======== PROVIDED RECORDS ========

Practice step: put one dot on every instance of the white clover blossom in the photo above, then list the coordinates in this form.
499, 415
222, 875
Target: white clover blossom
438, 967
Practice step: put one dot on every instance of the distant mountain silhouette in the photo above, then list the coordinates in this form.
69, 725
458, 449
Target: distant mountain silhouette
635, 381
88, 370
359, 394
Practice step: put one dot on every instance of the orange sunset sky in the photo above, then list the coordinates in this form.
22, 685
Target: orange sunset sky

========
======== PROVIDED RECORDS ========

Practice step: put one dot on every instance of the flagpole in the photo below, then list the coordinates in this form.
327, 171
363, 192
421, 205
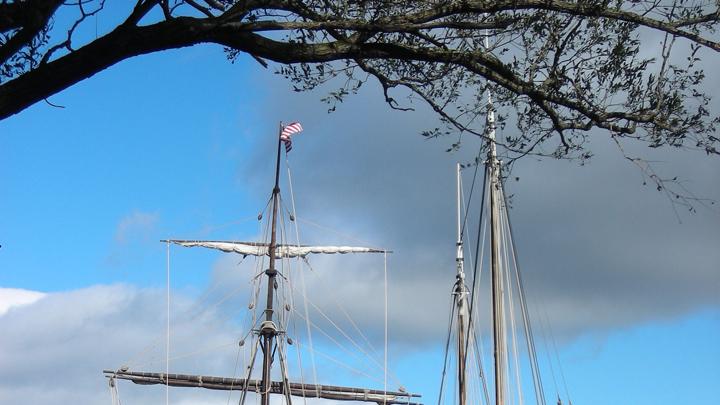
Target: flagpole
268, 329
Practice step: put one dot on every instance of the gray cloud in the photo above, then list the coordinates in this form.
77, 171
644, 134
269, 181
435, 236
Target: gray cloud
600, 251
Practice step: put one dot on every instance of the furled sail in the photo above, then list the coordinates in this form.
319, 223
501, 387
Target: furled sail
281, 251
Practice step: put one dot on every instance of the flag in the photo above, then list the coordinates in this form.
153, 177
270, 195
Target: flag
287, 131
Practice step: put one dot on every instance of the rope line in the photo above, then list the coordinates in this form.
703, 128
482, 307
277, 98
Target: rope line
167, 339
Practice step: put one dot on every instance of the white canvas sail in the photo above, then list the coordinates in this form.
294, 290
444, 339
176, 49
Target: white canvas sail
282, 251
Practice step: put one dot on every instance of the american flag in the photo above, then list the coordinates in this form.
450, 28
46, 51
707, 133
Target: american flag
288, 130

========

§ INSTRUCTIONS TO FOLLOW
Change "coordinates" to "positions" in the records, covering everything from the line containing "Practice step: put one dot on every instance of the distant" down to the line containing "Target: orange sunset sky". Give back only those lines, with nothing else altered.

§ RESPONSE
Practice step: put one dot on every instance of the distant mountain silhouette in the photo above, then list the positions in this form.
69, 725
458, 449
Target: distant mountain silhouette
635, 381
88, 370
359, 394
Practice step: put one dot on every instance of the orange sunset sky in the photo above, then list the positions in this form.
22, 685
Target: orange sunset sky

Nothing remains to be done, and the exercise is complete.